Pull out the lines from the very start of the entries through the line containing "x=123 y=141", both ends included, and copy them word for word.

> Supplied entries:
● ● ●
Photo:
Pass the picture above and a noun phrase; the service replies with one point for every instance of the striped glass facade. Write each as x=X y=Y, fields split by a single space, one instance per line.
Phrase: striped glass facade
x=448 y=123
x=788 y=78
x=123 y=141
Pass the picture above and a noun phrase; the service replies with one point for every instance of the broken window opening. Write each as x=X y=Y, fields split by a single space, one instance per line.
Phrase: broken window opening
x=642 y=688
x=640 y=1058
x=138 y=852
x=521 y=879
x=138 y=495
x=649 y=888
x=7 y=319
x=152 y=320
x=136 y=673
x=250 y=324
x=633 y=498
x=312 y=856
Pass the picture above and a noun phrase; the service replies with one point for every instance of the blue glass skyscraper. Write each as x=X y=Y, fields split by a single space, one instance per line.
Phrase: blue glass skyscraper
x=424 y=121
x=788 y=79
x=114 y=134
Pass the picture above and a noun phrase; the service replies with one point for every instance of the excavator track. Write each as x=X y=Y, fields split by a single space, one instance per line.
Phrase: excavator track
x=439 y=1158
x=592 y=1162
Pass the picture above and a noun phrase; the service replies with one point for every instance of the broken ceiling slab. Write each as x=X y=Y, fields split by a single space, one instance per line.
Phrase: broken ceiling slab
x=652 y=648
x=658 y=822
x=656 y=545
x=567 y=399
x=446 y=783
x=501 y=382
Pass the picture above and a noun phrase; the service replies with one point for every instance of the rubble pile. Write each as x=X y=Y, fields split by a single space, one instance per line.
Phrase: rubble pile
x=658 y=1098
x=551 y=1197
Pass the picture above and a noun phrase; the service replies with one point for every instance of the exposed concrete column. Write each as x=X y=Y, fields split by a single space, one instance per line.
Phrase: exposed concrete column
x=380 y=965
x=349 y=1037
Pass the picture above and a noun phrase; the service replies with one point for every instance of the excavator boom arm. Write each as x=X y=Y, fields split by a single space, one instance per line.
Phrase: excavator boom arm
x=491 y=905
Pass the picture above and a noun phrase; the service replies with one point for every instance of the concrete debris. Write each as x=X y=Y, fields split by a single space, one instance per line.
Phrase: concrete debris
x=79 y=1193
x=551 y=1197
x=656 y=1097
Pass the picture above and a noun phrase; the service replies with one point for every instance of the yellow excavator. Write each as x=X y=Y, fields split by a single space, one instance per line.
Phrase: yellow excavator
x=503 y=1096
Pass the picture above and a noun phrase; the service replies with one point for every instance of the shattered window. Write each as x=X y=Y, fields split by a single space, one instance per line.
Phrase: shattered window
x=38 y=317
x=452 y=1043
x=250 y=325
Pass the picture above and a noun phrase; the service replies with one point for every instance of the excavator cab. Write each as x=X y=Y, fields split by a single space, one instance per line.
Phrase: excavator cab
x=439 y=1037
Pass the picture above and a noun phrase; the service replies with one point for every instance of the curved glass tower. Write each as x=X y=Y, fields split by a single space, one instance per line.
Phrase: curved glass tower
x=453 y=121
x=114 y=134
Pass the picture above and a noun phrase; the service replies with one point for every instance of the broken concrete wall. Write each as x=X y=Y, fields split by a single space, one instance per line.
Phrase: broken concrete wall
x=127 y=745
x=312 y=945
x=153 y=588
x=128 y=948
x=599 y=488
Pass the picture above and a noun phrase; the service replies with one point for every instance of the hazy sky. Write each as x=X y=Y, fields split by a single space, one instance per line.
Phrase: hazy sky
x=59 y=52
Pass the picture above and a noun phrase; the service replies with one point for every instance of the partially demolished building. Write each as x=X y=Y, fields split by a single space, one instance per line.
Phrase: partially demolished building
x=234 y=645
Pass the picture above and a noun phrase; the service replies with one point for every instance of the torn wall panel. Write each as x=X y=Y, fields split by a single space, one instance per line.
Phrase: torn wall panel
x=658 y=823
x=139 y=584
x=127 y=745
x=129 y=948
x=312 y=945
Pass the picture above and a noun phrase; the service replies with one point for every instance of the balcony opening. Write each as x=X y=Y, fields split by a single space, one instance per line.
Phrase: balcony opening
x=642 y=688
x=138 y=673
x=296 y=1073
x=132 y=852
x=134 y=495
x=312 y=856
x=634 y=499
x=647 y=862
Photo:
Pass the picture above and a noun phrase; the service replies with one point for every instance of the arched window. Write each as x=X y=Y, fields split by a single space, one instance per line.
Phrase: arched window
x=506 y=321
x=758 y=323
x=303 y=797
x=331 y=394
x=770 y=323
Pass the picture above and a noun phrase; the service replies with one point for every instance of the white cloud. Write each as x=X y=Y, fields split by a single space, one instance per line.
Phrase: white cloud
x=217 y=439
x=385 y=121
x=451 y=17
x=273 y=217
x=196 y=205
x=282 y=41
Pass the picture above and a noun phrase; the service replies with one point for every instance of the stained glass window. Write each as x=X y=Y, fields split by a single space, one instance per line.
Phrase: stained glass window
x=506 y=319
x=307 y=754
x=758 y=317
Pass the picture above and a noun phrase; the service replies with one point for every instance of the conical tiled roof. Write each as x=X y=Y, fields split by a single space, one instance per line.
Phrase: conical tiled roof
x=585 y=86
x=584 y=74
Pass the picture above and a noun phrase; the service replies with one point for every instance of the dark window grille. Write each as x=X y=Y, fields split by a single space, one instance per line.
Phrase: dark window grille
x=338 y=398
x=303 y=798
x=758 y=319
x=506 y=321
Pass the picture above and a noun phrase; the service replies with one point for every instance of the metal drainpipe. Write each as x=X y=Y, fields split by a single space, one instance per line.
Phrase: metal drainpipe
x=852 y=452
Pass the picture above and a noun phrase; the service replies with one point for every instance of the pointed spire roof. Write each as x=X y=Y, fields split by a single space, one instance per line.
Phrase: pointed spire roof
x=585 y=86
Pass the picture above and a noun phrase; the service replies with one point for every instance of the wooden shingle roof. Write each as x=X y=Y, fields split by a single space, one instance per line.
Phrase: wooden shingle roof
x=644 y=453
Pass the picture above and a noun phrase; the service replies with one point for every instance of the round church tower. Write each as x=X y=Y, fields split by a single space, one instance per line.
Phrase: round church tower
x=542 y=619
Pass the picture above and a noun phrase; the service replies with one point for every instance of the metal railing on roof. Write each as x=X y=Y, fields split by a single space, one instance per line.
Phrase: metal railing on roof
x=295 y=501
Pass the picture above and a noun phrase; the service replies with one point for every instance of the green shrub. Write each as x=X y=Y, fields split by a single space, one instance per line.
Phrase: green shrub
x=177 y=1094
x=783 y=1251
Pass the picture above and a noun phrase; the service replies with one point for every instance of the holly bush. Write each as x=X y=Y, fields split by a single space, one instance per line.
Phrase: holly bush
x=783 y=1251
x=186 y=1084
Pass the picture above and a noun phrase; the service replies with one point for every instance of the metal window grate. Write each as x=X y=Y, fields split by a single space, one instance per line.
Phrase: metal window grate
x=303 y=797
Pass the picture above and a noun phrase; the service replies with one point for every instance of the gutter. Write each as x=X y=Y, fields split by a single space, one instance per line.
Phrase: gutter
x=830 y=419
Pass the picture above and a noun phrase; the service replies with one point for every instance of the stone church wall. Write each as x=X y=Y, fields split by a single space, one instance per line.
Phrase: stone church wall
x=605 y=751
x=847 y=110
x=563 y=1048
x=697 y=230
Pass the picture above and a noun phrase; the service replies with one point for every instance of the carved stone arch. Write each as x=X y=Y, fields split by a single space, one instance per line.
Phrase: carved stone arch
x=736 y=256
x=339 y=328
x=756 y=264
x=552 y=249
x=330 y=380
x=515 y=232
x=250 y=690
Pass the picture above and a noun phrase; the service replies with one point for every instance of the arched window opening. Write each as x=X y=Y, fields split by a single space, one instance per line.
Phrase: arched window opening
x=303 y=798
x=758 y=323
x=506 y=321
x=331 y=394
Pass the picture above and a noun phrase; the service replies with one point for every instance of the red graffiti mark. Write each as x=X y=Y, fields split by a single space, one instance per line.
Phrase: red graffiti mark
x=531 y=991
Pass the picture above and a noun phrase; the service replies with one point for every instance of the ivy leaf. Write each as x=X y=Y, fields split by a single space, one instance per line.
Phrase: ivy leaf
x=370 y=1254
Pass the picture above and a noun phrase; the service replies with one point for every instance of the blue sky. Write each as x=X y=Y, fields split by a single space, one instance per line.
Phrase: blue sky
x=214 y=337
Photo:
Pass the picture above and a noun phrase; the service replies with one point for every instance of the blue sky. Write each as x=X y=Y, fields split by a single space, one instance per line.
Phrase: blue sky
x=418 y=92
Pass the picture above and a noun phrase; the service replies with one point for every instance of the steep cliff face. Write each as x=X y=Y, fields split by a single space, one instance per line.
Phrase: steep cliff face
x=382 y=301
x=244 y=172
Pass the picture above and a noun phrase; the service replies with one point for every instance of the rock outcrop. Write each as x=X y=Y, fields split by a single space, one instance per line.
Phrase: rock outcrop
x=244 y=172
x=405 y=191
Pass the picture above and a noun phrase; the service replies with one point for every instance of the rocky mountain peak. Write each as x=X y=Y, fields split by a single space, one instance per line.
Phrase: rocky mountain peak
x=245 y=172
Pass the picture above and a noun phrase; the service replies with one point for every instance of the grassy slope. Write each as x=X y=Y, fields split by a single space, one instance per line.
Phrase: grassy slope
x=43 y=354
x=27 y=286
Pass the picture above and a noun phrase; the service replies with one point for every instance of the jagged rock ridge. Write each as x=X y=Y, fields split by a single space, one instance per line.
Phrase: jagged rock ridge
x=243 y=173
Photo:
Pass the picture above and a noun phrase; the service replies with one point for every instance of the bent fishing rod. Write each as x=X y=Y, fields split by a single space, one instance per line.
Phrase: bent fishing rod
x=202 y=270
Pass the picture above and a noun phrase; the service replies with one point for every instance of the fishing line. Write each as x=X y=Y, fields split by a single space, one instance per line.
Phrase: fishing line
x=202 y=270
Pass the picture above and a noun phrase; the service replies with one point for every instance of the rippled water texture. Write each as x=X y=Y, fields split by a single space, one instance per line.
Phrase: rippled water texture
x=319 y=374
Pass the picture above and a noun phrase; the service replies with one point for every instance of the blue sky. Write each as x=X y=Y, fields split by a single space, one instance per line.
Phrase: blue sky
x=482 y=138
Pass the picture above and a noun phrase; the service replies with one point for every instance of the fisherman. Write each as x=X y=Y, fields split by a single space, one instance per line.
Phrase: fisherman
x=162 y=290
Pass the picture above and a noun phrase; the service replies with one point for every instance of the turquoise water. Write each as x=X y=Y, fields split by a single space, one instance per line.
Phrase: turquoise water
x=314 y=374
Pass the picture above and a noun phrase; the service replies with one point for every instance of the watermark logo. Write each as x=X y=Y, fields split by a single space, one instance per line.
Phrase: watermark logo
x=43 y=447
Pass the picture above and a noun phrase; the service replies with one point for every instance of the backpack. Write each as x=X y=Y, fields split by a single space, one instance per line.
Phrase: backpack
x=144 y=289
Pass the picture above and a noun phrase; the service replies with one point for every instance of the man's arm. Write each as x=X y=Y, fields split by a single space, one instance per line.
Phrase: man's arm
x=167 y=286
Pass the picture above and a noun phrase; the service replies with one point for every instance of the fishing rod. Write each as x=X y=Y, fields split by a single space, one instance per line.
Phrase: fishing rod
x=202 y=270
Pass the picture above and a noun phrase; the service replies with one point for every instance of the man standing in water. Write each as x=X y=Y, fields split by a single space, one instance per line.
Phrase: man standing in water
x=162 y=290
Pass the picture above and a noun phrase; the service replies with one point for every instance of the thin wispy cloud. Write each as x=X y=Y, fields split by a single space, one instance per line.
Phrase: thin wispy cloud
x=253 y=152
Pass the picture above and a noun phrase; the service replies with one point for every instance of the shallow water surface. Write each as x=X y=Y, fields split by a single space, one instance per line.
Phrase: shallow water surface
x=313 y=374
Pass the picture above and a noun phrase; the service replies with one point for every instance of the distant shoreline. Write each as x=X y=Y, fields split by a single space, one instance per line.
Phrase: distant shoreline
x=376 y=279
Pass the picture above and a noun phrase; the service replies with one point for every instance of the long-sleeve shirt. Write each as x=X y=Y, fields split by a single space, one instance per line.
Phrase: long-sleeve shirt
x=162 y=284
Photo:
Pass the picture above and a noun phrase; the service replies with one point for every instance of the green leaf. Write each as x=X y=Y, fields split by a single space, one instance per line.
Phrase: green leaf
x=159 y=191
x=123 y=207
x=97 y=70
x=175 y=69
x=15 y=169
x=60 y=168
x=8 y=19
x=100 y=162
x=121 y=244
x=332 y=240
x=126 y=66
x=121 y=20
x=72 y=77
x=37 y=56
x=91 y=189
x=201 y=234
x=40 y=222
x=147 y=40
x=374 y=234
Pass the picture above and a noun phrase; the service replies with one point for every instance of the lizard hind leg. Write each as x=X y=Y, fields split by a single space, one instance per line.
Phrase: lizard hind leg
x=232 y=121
● ● ●
> Full response:
Photo:
Pass the picture above and a noun phrase; the service replies with one point for every instance of the striped glass facade. Write each as x=X y=Y, fields split by a single space, one instance per line.
Phrase: striped glass facade
x=448 y=123
x=788 y=78
x=123 y=141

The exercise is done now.